> [Set problem] Substitute "truck wheel" for "truck tire" in the lines from the one with "Where can you see the truck tire" up to and including the one with "point(418, 271)", and give only those lines back with nothing else altered.
==== Extracted records
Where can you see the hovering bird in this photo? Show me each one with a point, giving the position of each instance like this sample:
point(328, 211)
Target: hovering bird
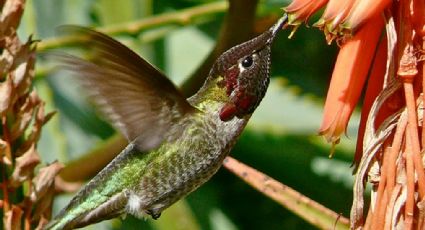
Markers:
point(176, 144)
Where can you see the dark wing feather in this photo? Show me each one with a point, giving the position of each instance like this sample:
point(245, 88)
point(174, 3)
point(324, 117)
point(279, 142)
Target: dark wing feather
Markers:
point(135, 96)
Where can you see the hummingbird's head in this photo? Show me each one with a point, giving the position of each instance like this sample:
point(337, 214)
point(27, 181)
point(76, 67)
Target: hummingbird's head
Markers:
point(245, 73)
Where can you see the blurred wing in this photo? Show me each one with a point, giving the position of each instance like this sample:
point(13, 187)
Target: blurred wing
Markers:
point(135, 96)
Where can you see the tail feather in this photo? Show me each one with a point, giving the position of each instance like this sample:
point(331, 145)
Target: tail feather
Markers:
point(78, 217)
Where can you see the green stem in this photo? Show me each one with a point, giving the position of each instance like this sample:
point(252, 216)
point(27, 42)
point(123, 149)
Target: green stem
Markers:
point(306, 208)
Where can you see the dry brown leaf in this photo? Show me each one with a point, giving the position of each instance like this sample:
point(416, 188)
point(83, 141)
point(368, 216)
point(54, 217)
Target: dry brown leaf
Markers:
point(6, 89)
point(24, 167)
point(12, 218)
point(24, 116)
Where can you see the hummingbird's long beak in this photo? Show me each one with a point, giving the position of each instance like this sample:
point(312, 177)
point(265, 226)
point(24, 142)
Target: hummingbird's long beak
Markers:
point(277, 27)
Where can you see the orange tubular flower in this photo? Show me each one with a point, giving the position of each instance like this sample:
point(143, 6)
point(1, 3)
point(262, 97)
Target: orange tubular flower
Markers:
point(364, 10)
point(300, 11)
point(335, 12)
point(348, 78)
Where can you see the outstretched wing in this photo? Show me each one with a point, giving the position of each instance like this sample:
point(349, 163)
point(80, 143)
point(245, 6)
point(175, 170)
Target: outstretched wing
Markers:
point(135, 96)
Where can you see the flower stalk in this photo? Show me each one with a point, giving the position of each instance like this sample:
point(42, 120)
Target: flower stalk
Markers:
point(391, 133)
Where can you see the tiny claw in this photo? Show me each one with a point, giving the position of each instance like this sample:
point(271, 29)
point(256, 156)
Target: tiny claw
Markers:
point(153, 214)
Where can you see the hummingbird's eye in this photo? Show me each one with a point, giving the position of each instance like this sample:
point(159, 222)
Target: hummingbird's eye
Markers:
point(247, 62)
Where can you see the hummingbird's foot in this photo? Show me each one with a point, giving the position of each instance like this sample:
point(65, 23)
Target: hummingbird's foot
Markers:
point(153, 214)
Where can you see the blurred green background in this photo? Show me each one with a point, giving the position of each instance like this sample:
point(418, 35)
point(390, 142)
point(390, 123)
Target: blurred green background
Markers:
point(281, 139)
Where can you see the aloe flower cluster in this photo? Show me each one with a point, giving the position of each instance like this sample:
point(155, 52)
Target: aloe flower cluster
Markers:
point(382, 43)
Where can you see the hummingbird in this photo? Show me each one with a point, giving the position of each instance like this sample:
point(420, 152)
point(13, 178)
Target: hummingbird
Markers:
point(175, 144)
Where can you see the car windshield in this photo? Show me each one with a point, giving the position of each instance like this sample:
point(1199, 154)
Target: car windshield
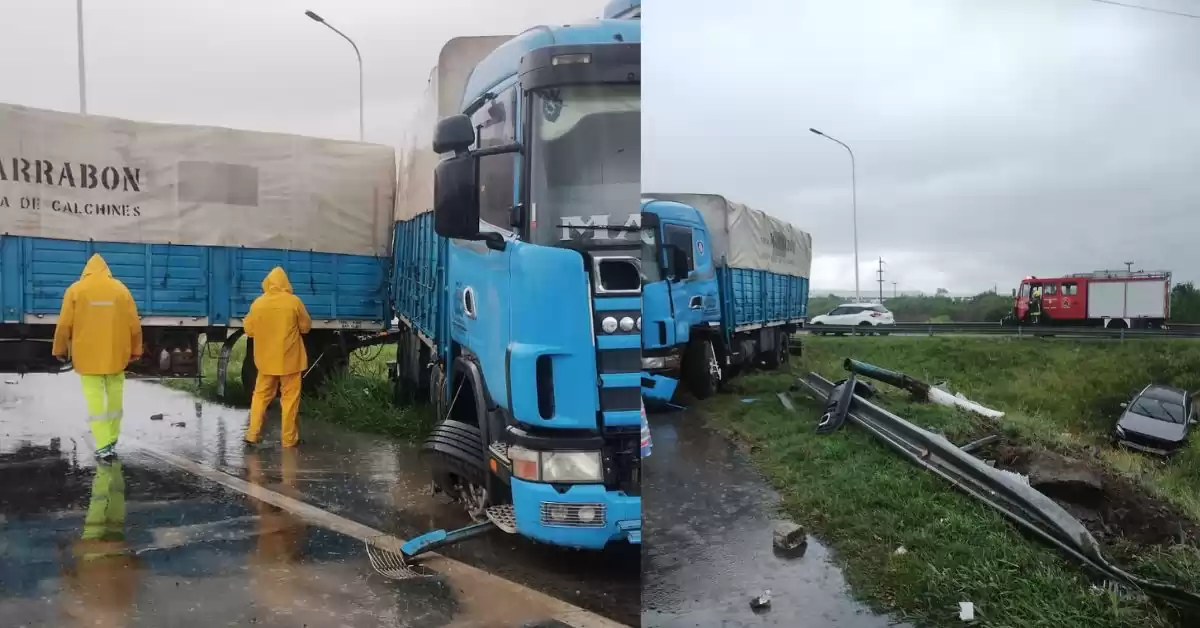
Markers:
point(586, 165)
point(1158, 408)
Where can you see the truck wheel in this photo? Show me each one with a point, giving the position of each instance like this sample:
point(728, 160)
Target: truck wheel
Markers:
point(249, 370)
point(702, 370)
point(778, 357)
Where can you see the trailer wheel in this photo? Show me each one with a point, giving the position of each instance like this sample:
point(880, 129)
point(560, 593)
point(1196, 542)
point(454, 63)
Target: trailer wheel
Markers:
point(778, 356)
point(701, 369)
point(249, 369)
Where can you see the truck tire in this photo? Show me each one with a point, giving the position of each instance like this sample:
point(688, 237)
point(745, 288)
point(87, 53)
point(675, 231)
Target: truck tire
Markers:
point(701, 369)
point(778, 356)
point(249, 370)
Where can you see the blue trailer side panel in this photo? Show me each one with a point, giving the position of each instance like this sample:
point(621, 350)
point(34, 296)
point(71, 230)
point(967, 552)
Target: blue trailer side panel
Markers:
point(186, 281)
point(761, 298)
point(333, 287)
point(418, 271)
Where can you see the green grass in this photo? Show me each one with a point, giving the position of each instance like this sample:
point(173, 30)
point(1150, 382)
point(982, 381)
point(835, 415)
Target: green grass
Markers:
point(865, 501)
point(360, 399)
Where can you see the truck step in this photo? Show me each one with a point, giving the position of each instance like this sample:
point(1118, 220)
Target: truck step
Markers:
point(503, 516)
point(501, 450)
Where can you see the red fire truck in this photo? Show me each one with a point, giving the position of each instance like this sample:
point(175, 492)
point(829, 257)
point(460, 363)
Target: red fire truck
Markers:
point(1114, 299)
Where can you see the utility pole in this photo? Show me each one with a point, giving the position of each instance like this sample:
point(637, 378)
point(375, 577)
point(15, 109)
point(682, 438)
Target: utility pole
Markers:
point(880, 271)
point(83, 76)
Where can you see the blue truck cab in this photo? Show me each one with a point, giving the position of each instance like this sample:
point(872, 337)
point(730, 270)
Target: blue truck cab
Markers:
point(724, 289)
point(517, 283)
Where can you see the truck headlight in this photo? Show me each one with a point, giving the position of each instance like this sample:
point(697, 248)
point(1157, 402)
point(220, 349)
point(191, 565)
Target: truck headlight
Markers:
point(654, 363)
point(556, 466)
point(571, 466)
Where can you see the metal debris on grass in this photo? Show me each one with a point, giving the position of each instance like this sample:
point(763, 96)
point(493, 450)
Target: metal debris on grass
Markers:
point(919, 389)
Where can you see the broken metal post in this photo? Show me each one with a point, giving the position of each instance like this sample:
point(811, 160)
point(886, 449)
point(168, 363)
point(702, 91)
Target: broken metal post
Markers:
point(899, 380)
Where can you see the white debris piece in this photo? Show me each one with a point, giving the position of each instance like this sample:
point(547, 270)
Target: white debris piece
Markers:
point(942, 398)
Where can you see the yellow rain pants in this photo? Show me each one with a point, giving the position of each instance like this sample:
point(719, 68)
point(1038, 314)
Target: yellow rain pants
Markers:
point(265, 387)
point(105, 394)
point(101, 586)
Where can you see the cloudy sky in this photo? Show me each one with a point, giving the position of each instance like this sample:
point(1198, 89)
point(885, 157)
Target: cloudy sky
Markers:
point(249, 64)
point(994, 138)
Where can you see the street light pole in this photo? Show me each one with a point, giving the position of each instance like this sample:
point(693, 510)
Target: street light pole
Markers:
point(83, 79)
point(319, 19)
point(853, 196)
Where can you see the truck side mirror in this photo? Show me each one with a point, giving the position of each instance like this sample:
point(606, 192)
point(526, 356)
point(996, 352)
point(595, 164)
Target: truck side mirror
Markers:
point(456, 197)
point(454, 133)
point(679, 261)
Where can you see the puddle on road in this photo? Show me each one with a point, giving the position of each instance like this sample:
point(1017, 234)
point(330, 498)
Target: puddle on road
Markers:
point(364, 478)
point(708, 526)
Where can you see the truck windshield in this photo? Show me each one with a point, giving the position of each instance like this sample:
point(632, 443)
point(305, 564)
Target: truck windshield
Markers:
point(651, 271)
point(586, 165)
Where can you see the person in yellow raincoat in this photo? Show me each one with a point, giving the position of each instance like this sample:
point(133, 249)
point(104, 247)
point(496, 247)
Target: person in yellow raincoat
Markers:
point(101, 584)
point(99, 327)
point(276, 322)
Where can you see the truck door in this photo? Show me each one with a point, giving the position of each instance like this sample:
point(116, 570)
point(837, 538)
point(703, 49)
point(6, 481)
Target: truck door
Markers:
point(691, 276)
point(1021, 309)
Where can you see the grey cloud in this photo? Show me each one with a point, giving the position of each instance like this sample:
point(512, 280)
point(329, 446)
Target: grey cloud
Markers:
point(1039, 137)
point(257, 64)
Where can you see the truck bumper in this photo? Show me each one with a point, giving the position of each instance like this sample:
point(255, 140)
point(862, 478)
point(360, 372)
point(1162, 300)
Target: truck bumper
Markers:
point(547, 515)
point(658, 389)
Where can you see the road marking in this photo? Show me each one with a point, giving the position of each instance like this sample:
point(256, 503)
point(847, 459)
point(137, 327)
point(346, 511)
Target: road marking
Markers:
point(466, 578)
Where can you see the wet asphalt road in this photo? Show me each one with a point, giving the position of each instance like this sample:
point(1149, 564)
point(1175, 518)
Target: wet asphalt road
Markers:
point(361, 478)
point(707, 533)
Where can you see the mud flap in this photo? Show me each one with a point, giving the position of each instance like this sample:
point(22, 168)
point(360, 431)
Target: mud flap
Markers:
point(658, 389)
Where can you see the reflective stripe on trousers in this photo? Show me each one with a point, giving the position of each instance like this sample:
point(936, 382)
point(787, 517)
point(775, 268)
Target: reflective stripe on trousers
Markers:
point(105, 396)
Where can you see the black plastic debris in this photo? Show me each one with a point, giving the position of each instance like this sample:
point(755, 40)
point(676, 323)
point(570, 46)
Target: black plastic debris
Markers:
point(790, 539)
point(761, 603)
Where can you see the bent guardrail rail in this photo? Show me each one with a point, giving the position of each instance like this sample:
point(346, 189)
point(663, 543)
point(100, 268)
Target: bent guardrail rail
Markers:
point(1023, 504)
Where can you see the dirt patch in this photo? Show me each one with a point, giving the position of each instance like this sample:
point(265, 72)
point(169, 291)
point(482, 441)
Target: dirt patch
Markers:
point(1113, 508)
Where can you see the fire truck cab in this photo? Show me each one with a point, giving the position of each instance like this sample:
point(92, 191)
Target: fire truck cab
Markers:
point(1111, 299)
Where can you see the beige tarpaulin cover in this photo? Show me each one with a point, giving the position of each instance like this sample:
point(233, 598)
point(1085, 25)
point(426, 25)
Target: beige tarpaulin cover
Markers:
point(748, 238)
point(443, 97)
point(84, 177)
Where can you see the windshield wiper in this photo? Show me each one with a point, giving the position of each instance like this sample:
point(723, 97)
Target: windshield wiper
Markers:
point(595, 227)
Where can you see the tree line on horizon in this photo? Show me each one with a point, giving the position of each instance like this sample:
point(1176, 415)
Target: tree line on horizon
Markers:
point(988, 306)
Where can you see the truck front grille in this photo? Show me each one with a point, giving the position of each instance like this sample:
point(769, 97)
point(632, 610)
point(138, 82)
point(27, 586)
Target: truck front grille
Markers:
point(573, 514)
========
> [Result of this exercise]
Where can you see the truck wheel in this photo? Show me each one with a point, giving the position of each instance like this sample:
point(688, 237)
point(745, 288)
point(87, 53)
point(675, 231)
Target: truck wheel
Markers:
point(701, 369)
point(778, 356)
point(249, 370)
Where can you see the blue trailer side panel in this photo? Show me each one with a point, giving the position of each instance like this sample:
point(621, 350)
point(34, 296)
point(71, 230)
point(967, 552)
Target: blue trailer side panel
Markers:
point(186, 281)
point(761, 298)
point(333, 287)
point(418, 271)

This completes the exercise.